[Start of section]
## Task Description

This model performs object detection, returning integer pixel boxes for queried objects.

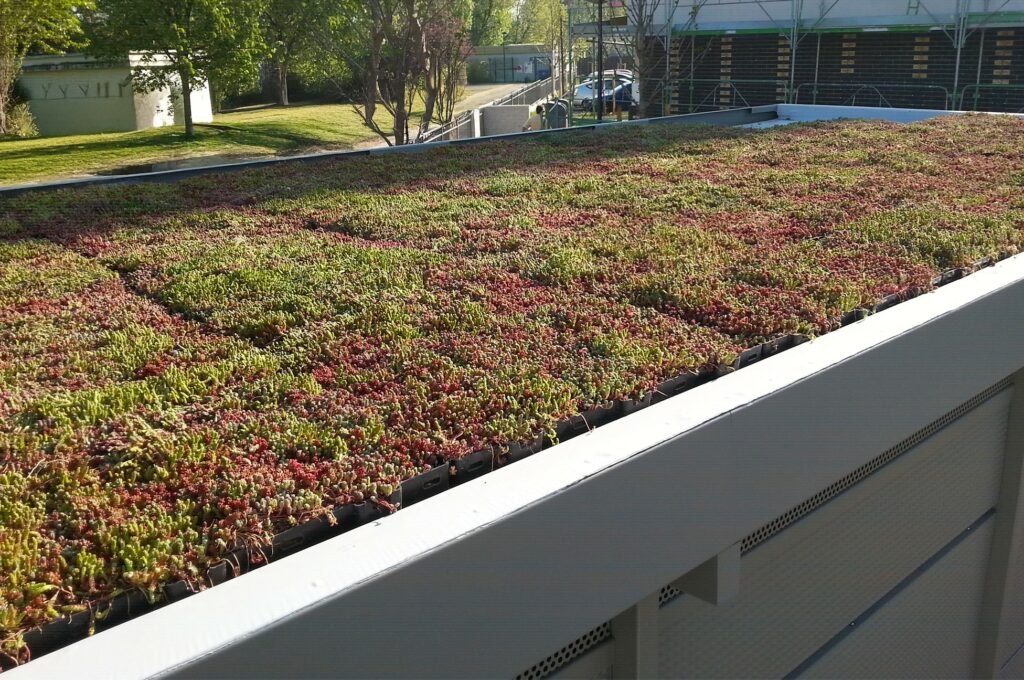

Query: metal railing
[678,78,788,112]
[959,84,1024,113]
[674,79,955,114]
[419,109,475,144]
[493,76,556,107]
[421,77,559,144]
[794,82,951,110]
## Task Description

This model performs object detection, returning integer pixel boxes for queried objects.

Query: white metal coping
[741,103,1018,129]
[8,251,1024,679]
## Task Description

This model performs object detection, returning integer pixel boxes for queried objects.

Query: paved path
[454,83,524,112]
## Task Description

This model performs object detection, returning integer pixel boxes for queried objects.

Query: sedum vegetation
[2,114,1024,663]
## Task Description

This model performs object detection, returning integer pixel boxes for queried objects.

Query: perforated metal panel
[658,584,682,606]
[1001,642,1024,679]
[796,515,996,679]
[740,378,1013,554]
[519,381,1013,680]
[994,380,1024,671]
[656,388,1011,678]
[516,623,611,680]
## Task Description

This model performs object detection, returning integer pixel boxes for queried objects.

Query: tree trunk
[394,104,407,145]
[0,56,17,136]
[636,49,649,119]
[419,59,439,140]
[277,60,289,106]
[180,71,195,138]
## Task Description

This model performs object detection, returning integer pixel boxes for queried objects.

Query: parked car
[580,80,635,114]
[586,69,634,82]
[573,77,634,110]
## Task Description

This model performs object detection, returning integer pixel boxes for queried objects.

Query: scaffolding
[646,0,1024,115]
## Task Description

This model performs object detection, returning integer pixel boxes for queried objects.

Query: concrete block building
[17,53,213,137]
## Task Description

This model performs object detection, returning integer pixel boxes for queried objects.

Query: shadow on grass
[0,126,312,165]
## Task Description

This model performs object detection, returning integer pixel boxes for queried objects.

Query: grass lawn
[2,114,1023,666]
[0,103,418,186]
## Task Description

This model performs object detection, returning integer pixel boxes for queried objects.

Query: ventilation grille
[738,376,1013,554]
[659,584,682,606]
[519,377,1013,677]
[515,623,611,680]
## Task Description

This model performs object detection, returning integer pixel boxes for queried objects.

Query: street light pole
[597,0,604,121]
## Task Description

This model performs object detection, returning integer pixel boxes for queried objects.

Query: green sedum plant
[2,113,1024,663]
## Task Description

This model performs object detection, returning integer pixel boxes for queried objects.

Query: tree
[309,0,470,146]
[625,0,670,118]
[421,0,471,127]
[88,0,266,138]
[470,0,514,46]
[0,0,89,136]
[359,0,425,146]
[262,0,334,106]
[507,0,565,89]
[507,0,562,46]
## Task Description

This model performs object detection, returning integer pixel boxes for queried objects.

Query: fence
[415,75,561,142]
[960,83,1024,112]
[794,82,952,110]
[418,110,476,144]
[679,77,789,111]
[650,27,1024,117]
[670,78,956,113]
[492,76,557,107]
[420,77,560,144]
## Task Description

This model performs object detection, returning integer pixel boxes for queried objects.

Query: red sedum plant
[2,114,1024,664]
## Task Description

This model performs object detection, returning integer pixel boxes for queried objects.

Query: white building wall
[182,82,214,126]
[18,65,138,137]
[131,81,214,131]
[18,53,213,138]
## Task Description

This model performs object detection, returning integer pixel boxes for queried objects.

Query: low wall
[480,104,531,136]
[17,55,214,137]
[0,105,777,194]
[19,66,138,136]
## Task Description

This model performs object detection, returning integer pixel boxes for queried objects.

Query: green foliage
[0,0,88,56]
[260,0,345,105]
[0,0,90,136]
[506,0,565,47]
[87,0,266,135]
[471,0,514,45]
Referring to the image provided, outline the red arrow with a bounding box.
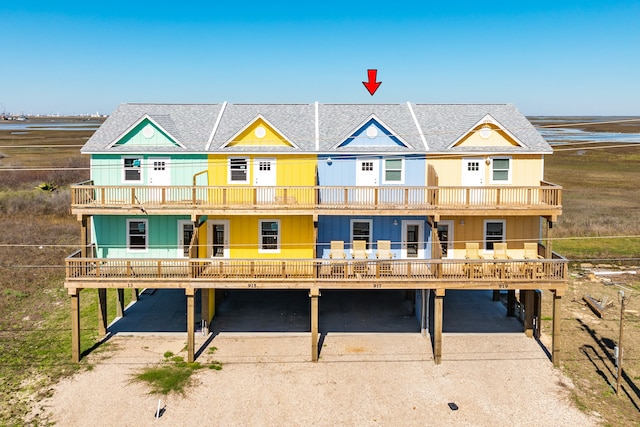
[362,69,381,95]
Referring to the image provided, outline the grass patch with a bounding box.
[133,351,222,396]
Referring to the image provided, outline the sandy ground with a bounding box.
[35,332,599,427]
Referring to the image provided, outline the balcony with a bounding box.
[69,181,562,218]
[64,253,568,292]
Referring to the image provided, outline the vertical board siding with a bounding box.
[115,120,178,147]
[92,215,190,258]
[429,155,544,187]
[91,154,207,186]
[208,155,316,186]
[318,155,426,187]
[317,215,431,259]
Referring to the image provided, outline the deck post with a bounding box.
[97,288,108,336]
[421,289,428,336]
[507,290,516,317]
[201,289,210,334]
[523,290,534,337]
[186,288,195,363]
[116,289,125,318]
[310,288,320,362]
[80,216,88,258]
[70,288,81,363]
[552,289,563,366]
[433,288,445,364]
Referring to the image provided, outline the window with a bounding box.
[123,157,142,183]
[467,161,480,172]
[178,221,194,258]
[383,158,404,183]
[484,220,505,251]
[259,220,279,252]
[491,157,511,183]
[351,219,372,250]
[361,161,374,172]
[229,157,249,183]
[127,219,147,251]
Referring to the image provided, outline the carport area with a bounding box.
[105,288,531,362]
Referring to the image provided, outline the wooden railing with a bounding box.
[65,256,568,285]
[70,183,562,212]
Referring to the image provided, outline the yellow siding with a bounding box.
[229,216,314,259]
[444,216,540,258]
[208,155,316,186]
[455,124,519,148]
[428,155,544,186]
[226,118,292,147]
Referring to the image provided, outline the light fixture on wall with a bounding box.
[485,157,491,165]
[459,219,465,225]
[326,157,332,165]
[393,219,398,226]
[End of section]
Exercise: For each record, return its text exactly and leave any picture out.

Answer for this exercise:
## Task Description

This model performs object detection, returning integer pixel boxes for queried objects.


Query: metal railing
[678,78,788,112]
[959,84,1024,113]
[674,79,955,114]
[419,109,475,144]
[493,76,556,107]
[421,77,559,144]
[794,82,951,110]
## Task Description

This model performs object detection, returning integer pixel boxes for queried objects.

Query: white metal coping
[741,103,1018,129]
[8,251,1024,679]
## Task Description

This model performs object detection, returning integer pixel boxes for queried objects.

Query: paved path
[454,83,524,112]
## Task Description

This model performs object detection, returning integer pixel boxes for queried objects.

Query: sedum vegetation
[2,114,1024,663]
## Task Description

This model performs object detection, returning integer pixel boxes for queried objects.

Query: perforated metal panel
[658,584,682,606]
[1001,642,1024,679]
[796,515,996,679]
[740,378,1013,554]
[519,381,1013,680]
[994,380,1024,671]
[656,388,1011,678]
[516,623,611,680]
## Task Description

This model performs object detection, returning integer pixel boxes for queried objects.

Query: tree trunk
[394,104,407,145]
[0,56,17,136]
[636,49,649,119]
[419,59,439,140]
[277,60,289,106]
[180,71,195,138]
## Task Description

This model performs object detection, returning integer pixel boxes for queried objects.

Query: parked car
[580,80,635,114]
[586,69,634,82]
[573,77,634,110]
## Task Description

This model performs object detection, returning integer pixel boxes for queried objects.

Query: scaffolding
[646,0,1024,115]
## Task Description

This model performs object detection, returning integer pixel boxes for queried objects.

Query: concrete block building
[17,53,213,137]
## Task Description

This model performs object detection, returning integer pixel boxes for queried objects.

Query: shadow on grass
[0,126,312,165]
## Task Description

This model performs object detection, returning integer pixel boxes for queried objects.

Query: grass lawn
[2,114,1023,666]
[0,103,418,186]
## Task Description

This model performs object detection, returning integer pixel boxes for queried objects.

Query: ventilation grille
[738,376,1013,554]
[659,584,682,606]
[519,377,1013,677]
[515,623,611,680]
## Task Description

This model performs object detection, returning integer pixel boxes for queried objects.

Query: street light pole
[597,0,604,121]
## Task Description

This model performs object detection, returning integer pixel boxes for queried objects.

Query: green sedum plant
[2,113,1024,663]
## Task Description

This model performs object detection, returning integer pixel boxes for queried objects.

Query: tree
[309,0,470,146]
[625,0,670,118]
[421,0,471,127]
[88,0,266,138]
[470,0,514,46]
[0,0,89,136]
[359,0,425,146]
[262,0,334,106]
[507,0,565,89]
[507,0,562,46]
## Task Description

This model performs object detection, returning integer pixel boxes for queried objects.

Query: fence
[415,75,561,142]
[960,83,1024,112]
[794,82,952,110]
[418,110,476,144]
[679,77,789,111]
[650,27,1024,117]
[670,78,956,113]
[492,76,557,107]
[420,77,560,144]
## Task Description

This model performs object detection, returning integer pixel boxes for queried objects.

Query: red sedum plant
[2,114,1024,664]
## Task Description

This model performs object detection, returning integer pixel boxes for queried objects.

Query: white building wall
[182,82,214,126]
[18,65,138,137]
[131,81,214,131]
[18,53,213,138]
## Task Description

This model performs object detection, returning integer pixel boxes for queried objects.

Query: low wall
[480,104,531,136]
[17,55,214,137]
[0,105,777,194]
[19,66,138,136]
## Task Description

This model performs object detection, returning integer pixel boxes for queried objects.

Query: green foliage
[0,0,88,56]
[260,0,345,105]
[0,0,90,136]
[506,0,565,47]
[87,0,266,135]
[471,0,514,45]
Referring to the image provided, outline the red arrow with a bounding box.
[362,69,381,95]
Referring to the image provided, outline the grass patch with a bounding box.
[133,351,222,396]
Referring to the image provided, outline the sandy ground with a bounding box.
[35,332,599,427]
Referring to the image provided, outline the balcony with a bounding box.
[69,181,562,218]
[64,253,568,292]
Referring to the image provided, outline the vertical board siding with a bounding box.
[115,120,178,147]
[92,215,190,258]
[429,155,544,187]
[91,154,207,186]
[208,155,316,186]
[318,155,426,187]
[317,215,431,259]
Referring to the image provided, outline the deck post with a bounding box.
[97,288,108,336]
[421,289,428,336]
[507,290,516,317]
[201,289,210,334]
[523,290,534,337]
[186,288,195,363]
[116,289,125,318]
[310,288,320,362]
[80,216,88,258]
[70,288,81,363]
[552,289,563,366]
[433,288,445,364]
Referring to the image provided, outline the window with a bounding box.
[123,157,142,183]
[467,161,480,172]
[178,221,194,258]
[383,158,404,183]
[484,220,505,251]
[259,220,279,252]
[491,157,511,183]
[351,219,372,250]
[361,161,374,172]
[229,157,249,183]
[127,219,147,251]
Referring to the image provided, outline the carport area with a bounding box.
[105,288,531,362]
Referring to the image provided, outline the wooden railing with a bounding box.
[65,256,568,285]
[70,183,562,212]
Referring to the image provided, outline the yellow siding with a bounding box.
[229,216,314,259]
[444,216,540,258]
[208,155,316,186]
[455,124,519,148]
[428,155,544,186]
[226,118,292,147]
Referring to the image provided, outline the light fixture on wall with a bounding box.
[485,157,491,165]
[459,219,465,225]
[326,157,332,165]
[393,219,398,226]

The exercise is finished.